Task objective: Reproduce the article on web-linked cars and driver distraction word for word, from its headline to its final sentence.

Is a World of Web-Linked Cars More Accident Prone?
The federal government is asking automakers to stop creating in-car devices that can distract drivers from the road. Auto companies such as Audi, Cadillac, Nissan and Ford are among the many that have been including electronic devices with features for drivers to play around with, and now Facebook and Twitter are accessible features.
Article written by guest writer Rin Mitchell
What’s the Latest Development?
Federal guidelines, which are only suggestions by the government, are calling for automakers to tweak in-car devices to function only when the car is stopped. Automakers believe they are doing their part by coming up with new features to cut down on the use of smart phones while driving. Instead, drivers can access the internet from a similar built-in device right in front of them. A Ford spokesman stated that engineers have been working with Facebook engineers to create safer integrating techniques for their cars. From the perspective of an executive director at FocusDriven, the internet-based features “only serve to feed an already ravenous appetite for distracted driving.” U.S. Transportation Secretary Ray LaHood stated that automakers have a responsibility to ensure newly designed devices don't interfere with the driver's ability to pay attention to the road. According to the National Highway Traffic Safety Administration, out of 3,092 people killed in car accidents in 2010, 10 percent died due to a distracted driver. LaHood hopes that with a series of public-service videos about people killed in auto accidents by distracted drivers will help get car companies to take heed to the policy.

Object position labeling entries:
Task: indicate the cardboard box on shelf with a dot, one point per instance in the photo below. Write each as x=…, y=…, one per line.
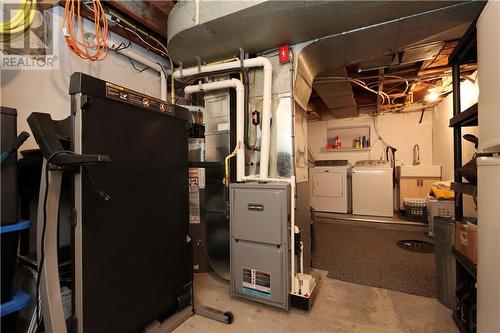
x=466, y=239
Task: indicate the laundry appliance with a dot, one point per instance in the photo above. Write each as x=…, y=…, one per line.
x=372, y=188
x=331, y=186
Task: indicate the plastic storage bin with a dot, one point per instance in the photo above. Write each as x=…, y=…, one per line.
x=441, y=208
x=10, y=241
x=416, y=209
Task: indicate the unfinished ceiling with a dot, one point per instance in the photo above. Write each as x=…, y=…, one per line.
x=397, y=49
x=388, y=65
x=217, y=29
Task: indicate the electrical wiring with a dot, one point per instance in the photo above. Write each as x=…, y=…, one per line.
x=96, y=51
x=136, y=31
x=19, y=24
x=357, y=82
x=140, y=70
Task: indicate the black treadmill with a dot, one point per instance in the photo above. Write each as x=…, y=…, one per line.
x=131, y=249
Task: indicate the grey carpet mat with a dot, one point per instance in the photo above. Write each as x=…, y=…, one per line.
x=370, y=256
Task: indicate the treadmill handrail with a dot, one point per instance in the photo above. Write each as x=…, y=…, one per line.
x=48, y=136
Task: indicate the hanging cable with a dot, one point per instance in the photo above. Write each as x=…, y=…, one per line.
x=96, y=51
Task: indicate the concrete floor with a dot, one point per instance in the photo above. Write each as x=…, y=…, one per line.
x=340, y=307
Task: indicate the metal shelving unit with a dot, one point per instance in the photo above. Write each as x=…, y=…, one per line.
x=464, y=53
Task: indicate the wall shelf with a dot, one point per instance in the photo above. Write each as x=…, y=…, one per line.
x=464, y=188
x=347, y=135
x=465, y=118
x=339, y=150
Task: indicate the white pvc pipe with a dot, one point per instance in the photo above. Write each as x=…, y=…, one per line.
x=291, y=181
x=146, y=62
x=240, y=108
x=267, y=98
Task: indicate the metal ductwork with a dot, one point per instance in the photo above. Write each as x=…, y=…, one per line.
x=217, y=29
x=377, y=40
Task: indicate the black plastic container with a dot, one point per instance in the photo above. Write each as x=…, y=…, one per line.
x=9, y=243
x=8, y=133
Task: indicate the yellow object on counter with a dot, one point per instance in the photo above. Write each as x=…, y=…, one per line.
x=442, y=193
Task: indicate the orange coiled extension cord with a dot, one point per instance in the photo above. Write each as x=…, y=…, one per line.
x=96, y=51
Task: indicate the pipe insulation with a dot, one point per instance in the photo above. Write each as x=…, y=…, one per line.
x=240, y=108
x=146, y=62
x=266, y=109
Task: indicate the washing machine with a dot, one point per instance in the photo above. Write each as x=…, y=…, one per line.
x=331, y=186
x=372, y=189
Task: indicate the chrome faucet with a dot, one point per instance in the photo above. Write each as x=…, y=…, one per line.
x=416, y=155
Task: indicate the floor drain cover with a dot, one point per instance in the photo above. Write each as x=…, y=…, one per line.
x=416, y=246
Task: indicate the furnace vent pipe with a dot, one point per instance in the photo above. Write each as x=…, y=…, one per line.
x=240, y=110
x=267, y=99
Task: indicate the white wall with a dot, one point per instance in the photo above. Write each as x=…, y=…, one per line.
x=47, y=90
x=443, y=135
x=401, y=131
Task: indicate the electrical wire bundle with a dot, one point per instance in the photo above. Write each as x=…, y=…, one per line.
x=96, y=50
x=18, y=25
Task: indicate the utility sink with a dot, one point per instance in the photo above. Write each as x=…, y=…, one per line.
x=419, y=170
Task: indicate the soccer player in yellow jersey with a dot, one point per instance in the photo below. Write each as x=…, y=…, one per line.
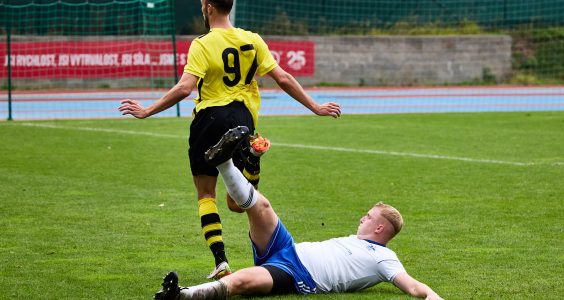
x=222, y=64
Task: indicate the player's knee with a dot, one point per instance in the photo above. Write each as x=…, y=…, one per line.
x=263, y=203
x=241, y=284
x=233, y=206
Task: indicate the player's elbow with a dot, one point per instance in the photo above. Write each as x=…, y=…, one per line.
x=183, y=90
x=284, y=80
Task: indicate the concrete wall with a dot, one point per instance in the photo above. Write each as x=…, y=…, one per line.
x=408, y=60
x=365, y=61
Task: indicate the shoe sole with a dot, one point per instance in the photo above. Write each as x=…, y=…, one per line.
x=170, y=287
x=223, y=150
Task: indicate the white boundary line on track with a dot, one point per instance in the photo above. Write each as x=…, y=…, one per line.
x=301, y=146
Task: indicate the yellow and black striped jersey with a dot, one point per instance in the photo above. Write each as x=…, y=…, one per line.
x=226, y=61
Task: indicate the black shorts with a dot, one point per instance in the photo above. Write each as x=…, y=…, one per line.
x=208, y=127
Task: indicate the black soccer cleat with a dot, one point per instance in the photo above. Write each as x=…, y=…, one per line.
x=224, y=149
x=170, y=289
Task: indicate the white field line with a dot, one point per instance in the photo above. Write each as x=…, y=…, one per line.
x=301, y=146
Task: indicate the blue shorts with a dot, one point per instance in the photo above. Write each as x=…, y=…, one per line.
x=281, y=253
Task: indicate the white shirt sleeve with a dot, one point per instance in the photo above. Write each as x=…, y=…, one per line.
x=390, y=268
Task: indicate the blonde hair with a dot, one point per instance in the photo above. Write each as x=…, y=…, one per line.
x=392, y=215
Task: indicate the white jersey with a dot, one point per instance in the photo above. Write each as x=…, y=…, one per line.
x=348, y=264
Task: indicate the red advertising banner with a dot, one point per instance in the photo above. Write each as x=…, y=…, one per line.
x=123, y=59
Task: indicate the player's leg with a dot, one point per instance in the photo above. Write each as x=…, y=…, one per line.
x=206, y=128
x=211, y=223
x=248, y=281
x=262, y=218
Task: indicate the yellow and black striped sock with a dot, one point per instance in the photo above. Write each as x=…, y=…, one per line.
x=211, y=228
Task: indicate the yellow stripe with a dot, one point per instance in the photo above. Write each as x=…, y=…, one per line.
x=249, y=176
x=207, y=206
x=210, y=227
x=214, y=239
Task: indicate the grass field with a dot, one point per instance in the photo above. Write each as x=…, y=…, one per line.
x=101, y=209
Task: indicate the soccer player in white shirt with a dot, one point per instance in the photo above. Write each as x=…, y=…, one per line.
x=343, y=264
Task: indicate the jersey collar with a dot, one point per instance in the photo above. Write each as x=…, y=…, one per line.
x=373, y=242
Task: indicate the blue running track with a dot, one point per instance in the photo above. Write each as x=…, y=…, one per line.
x=103, y=104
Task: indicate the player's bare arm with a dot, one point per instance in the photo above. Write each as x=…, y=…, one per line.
x=415, y=288
x=180, y=91
x=291, y=86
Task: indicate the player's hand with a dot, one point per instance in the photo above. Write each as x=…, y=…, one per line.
x=433, y=296
x=329, y=109
x=134, y=108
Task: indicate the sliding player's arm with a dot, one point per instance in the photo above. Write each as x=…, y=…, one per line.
x=414, y=288
x=180, y=91
x=291, y=86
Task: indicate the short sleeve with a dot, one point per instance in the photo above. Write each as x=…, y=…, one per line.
x=196, y=64
x=390, y=268
x=265, y=61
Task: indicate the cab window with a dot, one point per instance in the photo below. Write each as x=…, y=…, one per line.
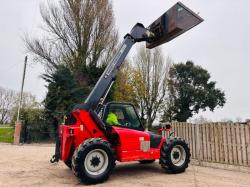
x=126, y=115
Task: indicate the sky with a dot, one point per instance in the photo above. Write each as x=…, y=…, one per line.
x=220, y=44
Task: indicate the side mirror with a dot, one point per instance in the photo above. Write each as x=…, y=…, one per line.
x=172, y=23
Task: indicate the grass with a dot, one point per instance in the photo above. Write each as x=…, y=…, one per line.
x=6, y=134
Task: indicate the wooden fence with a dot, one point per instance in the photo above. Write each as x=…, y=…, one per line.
x=217, y=142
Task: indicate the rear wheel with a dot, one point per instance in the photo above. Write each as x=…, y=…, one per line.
x=93, y=161
x=146, y=161
x=175, y=155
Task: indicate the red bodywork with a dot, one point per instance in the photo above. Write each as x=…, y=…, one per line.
x=128, y=147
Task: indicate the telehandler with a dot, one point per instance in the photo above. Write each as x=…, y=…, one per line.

Response to the task:
Is a World of Web-Linked Cars More Accident Prone?
The federal government is asking automakers to stop creating in-car devices that can distract drivers from the road. Auto companies such as Audi, Cadillac, Nissan and Ford are among the many that have been including electronic devices with features for drivers to play around with, and now Facebook and Twitter are accessible features.
Article written by guest writer Rin Mitchell
What’s the Latest Development?
Federal guidelines, which are only suggestions by the government, are calling for automakers to tweak in-car devices to function only when the car is stopped. Automakers believe they are doing their part by coming up with new features to cut down on the use of smart phones while driving. Instead, drivers can access the internet from a similar built-in device right in front of them. A Ford spokesman stated that engineers have been working with Facebook engineers to create safer integrating techniques for their cars. From the perspective of an executive director at FocusDriven, the internet-based features “only serve to feed an already ravenous appetite for distracted driving.” U.S. Transportation Secretary Ray LaHood stated that automakers have a responsibility to ensure newly designed devices don't interfere with the driver's ability to pay attention to the road. According to the National Highway Traffic Safety Administration, out of 3,092 people killed in car accidents in 2010, 10 percent died due to a distracted driver. LaHood hopes that with a series of public-service videos about people killed in auto accidents by distracted drivers will help get car companies to take heed to the policy.